------ Items

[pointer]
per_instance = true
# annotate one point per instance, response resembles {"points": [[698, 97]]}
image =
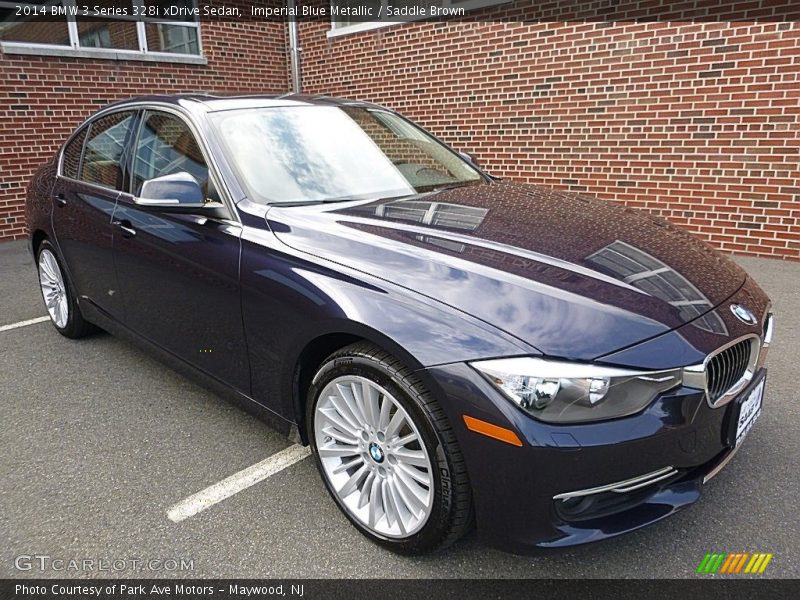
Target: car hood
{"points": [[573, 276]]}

------------
------ Items

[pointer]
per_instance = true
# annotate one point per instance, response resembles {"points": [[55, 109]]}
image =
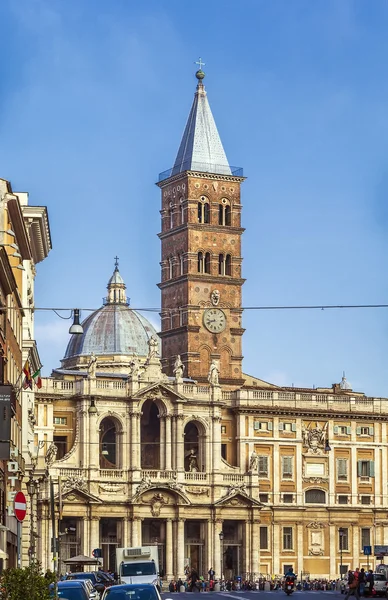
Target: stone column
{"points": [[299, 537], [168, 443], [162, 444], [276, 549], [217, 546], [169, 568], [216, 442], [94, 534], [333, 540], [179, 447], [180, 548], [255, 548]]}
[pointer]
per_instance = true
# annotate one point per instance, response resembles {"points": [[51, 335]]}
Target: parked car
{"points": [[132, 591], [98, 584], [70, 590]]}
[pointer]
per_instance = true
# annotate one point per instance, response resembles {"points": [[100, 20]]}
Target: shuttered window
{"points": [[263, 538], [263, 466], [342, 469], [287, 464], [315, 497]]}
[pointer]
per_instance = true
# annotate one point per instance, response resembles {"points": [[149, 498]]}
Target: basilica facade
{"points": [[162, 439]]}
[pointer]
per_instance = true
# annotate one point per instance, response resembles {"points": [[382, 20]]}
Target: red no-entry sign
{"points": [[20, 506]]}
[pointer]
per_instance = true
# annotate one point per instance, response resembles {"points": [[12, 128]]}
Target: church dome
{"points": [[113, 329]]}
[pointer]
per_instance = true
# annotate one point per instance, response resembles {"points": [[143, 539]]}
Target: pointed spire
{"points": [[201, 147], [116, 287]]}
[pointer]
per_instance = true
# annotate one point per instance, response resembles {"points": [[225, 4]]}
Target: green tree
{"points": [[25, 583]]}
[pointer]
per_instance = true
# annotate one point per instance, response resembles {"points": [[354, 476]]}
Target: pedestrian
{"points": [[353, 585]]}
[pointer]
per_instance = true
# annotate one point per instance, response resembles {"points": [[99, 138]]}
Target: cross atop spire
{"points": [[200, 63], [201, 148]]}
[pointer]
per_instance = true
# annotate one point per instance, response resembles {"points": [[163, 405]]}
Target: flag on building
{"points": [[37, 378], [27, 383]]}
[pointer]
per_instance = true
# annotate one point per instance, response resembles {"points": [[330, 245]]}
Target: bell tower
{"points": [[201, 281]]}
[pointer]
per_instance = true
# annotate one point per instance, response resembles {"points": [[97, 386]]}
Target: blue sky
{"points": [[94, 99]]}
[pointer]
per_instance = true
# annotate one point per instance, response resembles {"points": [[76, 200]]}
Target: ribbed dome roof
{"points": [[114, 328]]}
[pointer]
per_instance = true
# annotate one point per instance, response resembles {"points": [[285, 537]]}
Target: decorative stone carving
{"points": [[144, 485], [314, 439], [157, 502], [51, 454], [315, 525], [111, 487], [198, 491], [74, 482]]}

------------

The request: Pick out each line in the data above that contains the string "dome". Case matters.

Result below:
Target: church dome
Target: ribbed dome roof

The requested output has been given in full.